> **TÂCHE À RÉALISER**: Recopiez le passage de l’article ci-dessous sur l’arbalète de la guerre 14-18 allant de « Et, à l’époque, comme » jusqu’à « Élie André Broca. » inclus, en substituant « lance-mines » à « Minenwerfer ».

:: TEXTE PRÉSENTÉ ::

Guerre 14-18 : Quand l’armée française réinventa… l’arbalète

La Première Guerre Mondiale donna lieu à une « course » technologique entre les belligérants, avec, par exemple, l’apparition du char et les progrès réalisés dans les domaine de l’aéronautique, de l’artillerie ou encore de la guerre navale. Souvent, ces innovations ne furent que la concrétisation de concepts imaginés bien avant le début du conflit, quand elles n’étaient pas des perfectionnements d’armes qui existaient déjà.

Et, à l’époque, comme l’a démonté le colonel Michel Goya, l’armée française ne rechignait pas à exploiter les inventions de ses soldats, comme ce fut le cas avec l’obusier portable pneumatique de 60 mm à tir courbe inventé par Edgar Brandt, qui était une réponse au Minenwerfer allemand. Cela étant, d’autres « innovations » plus originales furent également encouragées. Comme la « Sauterelle d’Imphy », imaginée par le capitaine Élie André Broca.

Singulier personnage que cet officier d’artillerie. Fils d’un célèbre neurochirurgien, André Broca a vingt ans quand il intègre l’École polytechnique. Sous-lieutenant d’artillerie en 1885, il démissionne de l’armée après trois années de service pour devenir préparateur au laboratoire de physique de la faculté de médecine, avant d’être reçu docteur en médecine et de devenir agrégé de sciences physiques.

:::
:: DONNÉES FOURNIES ::

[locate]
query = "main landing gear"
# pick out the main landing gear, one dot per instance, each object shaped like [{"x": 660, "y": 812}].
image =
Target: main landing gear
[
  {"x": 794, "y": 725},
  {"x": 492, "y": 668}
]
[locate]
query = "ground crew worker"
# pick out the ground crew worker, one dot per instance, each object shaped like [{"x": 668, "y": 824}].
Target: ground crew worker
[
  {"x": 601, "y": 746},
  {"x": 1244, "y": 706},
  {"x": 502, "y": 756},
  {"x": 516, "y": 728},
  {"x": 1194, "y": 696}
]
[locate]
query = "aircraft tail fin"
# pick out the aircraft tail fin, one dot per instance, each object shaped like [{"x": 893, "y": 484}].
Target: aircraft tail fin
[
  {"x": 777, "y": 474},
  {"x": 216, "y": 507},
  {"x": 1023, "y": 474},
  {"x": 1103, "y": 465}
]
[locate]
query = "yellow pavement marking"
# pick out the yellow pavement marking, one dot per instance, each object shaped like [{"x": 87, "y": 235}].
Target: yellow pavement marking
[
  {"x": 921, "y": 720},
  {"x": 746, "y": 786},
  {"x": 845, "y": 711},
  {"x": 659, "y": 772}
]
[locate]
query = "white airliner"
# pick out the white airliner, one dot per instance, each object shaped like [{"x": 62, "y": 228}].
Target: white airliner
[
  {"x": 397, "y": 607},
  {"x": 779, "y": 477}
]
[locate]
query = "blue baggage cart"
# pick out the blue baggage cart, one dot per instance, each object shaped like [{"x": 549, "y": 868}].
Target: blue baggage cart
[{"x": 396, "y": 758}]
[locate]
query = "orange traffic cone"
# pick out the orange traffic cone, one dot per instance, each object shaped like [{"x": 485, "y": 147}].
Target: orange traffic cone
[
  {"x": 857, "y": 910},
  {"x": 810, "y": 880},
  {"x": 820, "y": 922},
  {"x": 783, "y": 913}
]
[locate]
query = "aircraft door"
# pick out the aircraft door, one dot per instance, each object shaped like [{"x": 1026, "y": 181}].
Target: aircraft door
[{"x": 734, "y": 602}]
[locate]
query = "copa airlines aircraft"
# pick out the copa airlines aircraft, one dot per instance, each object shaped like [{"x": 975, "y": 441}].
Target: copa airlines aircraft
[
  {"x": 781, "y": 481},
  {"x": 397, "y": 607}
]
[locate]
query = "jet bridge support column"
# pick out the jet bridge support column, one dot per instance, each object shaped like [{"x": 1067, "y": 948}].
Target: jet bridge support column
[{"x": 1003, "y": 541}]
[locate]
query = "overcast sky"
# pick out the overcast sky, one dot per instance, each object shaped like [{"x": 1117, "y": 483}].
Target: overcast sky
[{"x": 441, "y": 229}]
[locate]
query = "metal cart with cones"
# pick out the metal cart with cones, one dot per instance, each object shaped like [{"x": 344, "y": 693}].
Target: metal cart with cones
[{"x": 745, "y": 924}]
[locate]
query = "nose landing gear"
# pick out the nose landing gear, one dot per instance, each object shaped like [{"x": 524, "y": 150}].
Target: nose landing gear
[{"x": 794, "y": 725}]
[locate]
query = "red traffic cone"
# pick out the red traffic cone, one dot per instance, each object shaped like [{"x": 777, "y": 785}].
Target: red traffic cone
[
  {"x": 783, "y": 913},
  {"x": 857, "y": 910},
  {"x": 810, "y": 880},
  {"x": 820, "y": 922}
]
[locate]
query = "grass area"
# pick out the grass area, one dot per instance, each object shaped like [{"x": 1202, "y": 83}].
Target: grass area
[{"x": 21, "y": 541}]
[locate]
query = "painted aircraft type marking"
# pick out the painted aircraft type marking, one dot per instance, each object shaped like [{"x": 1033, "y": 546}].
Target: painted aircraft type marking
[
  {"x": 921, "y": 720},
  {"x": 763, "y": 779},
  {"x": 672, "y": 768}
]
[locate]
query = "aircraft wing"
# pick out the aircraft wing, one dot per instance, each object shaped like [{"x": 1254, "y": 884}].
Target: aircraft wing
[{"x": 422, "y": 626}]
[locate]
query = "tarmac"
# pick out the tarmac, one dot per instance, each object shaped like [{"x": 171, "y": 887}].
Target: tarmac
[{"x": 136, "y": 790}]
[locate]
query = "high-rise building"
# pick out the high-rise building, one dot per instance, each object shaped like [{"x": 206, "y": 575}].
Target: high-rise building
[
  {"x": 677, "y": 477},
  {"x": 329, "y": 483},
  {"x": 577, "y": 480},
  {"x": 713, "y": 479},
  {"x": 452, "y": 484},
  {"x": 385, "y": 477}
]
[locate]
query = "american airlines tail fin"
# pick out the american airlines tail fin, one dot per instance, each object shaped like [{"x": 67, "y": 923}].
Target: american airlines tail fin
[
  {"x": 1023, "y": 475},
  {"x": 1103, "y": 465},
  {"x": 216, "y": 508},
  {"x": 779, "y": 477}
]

:::

> **RÉPONSE RÉDIGÉE**:
Et, à l’époque, comme l’a démonté le colonel Michel Goya, l’armée française ne rechignait pas à exploiter les inventions de ses soldats, comme ce fut le cas avec l’obusier portable pneumatique de 60 mm à tir courbe inventé par Edgar Brandt, qui était une réponse au lance-mines allemand. Cela étant, d’autres « innovations » plus originales furent également encouragées. Comme la « Sauterelle d’Imphy », imaginée par le capitaine Élie André Broca.